* [Input records]
Start

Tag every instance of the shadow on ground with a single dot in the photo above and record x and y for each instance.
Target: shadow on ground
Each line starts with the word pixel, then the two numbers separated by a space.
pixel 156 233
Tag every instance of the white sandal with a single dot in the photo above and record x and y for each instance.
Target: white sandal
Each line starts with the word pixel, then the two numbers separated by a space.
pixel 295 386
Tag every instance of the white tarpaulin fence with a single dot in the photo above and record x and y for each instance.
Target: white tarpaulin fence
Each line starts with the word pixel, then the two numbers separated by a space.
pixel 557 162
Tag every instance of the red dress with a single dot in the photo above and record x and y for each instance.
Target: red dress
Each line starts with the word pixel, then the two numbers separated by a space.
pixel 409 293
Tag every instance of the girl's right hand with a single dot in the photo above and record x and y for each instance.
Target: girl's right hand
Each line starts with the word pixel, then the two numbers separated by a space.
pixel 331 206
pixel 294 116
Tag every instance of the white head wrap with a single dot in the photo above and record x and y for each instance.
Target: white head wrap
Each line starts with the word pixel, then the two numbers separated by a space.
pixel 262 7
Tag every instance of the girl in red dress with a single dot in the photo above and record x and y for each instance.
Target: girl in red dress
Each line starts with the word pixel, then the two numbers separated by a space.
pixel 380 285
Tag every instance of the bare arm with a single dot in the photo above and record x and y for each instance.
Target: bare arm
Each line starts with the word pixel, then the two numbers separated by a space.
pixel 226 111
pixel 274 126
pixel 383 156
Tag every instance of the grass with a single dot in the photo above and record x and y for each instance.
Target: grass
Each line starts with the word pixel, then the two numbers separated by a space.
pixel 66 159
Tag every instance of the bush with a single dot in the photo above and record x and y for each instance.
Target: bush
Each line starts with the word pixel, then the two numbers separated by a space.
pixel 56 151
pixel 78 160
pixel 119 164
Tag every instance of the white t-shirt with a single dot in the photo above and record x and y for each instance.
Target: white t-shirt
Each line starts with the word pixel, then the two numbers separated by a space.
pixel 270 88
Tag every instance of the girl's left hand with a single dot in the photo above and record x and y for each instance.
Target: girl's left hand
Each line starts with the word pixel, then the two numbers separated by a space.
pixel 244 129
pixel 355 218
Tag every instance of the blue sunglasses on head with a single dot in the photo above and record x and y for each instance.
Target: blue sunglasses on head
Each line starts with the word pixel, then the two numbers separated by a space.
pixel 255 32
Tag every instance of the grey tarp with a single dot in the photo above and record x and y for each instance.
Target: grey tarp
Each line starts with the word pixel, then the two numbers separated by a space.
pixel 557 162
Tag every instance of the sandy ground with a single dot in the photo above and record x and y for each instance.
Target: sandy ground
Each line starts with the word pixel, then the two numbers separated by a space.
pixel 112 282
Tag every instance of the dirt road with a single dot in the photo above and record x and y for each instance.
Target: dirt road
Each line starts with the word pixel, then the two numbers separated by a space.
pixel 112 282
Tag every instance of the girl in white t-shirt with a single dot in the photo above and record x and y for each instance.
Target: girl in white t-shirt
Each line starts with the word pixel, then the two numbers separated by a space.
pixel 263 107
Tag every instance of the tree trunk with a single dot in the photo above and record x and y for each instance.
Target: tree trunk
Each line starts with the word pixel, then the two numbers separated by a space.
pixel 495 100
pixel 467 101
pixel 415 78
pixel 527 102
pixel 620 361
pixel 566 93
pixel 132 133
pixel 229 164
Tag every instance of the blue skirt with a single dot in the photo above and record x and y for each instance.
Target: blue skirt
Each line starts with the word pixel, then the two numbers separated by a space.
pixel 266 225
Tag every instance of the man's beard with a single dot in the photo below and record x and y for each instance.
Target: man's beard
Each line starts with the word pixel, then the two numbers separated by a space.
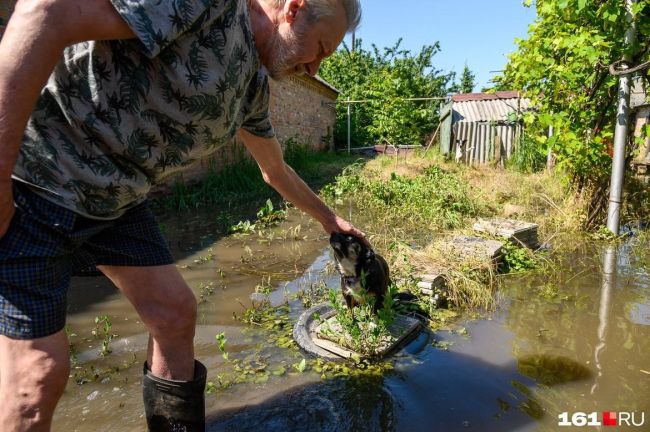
pixel 285 49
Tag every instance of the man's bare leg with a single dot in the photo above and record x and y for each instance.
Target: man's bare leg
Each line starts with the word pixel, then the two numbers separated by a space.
pixel 167 308
pixel 33 375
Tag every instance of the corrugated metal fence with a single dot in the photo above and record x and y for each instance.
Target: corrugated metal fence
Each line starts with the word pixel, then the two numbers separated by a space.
pixel 484 127
pixel 479 143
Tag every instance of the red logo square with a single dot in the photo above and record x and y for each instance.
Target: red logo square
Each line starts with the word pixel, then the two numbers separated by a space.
pixel 609 418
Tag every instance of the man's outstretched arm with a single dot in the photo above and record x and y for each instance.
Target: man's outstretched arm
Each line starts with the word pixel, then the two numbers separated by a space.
pixel 268 155
pixel 32 45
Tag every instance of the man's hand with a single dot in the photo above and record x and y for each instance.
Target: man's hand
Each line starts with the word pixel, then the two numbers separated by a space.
pixel 6 207
pixel 342 226
pixel 268 155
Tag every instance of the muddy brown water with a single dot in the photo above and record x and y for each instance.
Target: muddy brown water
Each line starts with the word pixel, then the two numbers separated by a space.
pixel 574 341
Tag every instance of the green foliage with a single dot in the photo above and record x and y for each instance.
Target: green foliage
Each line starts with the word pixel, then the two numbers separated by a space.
pixel 102 330
pixel 434 200
pixel 242 181
pixel 517 259
pixel 467 82
pixel 386 78
pixel 563 68
pixel 267 217
pixel 528 156
pixel 360 329
pixel 221 341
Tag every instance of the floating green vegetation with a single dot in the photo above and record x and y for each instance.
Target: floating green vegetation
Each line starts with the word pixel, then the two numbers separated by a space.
pixel 267 217
pixel 517 259
pixel 102 330
pixel 84 374
pixel 433 200
pixel 242 182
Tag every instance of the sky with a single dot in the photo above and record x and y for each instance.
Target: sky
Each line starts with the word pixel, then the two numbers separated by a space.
pixel 477 32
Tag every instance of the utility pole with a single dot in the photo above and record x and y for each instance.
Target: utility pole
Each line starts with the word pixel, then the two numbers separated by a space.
pixel 349 141
pixel 620 133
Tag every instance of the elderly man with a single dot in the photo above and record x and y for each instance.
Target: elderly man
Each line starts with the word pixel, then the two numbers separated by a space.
pixel 99 100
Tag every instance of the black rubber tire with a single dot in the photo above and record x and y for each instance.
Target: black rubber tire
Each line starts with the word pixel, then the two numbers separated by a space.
pixel 306 324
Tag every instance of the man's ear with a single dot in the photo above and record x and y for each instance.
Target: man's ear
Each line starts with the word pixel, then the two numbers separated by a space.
pixel 292 8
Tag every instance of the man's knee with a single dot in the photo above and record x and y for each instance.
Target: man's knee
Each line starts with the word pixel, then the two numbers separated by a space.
pixel 176 317
pixel 37 382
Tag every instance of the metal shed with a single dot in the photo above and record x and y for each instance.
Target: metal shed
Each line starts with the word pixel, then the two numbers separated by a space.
pixel 482 127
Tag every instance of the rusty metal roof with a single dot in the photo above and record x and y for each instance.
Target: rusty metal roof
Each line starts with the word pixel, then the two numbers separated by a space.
pixel 486 107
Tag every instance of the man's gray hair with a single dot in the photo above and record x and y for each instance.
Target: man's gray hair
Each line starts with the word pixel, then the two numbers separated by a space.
pixel 319 9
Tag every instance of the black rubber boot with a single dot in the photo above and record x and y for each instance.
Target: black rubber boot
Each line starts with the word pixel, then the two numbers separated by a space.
pixel 175 406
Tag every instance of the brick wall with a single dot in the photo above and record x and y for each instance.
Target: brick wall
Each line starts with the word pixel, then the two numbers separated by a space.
pixel 301 108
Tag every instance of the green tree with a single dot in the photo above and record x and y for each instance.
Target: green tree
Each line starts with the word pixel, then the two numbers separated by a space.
pixel 467 80
pixel 386 78
pixel 563 68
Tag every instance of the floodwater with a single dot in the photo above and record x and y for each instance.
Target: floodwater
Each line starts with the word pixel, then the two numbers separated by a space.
pixel 574 341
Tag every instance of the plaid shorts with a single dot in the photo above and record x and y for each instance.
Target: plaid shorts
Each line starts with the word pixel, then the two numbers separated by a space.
pixel 47 244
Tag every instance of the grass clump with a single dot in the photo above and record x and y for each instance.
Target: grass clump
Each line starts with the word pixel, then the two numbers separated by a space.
pixel 433 200
pixel 242 182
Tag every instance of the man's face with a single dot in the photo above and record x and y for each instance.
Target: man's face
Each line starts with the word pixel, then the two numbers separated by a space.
pixel 299 46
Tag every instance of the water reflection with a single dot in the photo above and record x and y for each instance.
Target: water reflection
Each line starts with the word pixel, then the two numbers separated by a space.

End

* [Exercise brief]
Copy the lines above word for word, starting at the first line and stopping after the line that contains "pixel 156 233".

* [Correct result]
Tag every instance of the shadow on ground with a single dot in the photo above and record x and y for each instance.
Target: shadow on ground
Each line starts with the word pixel, then the two numbers separated by a space.
pixel 156 233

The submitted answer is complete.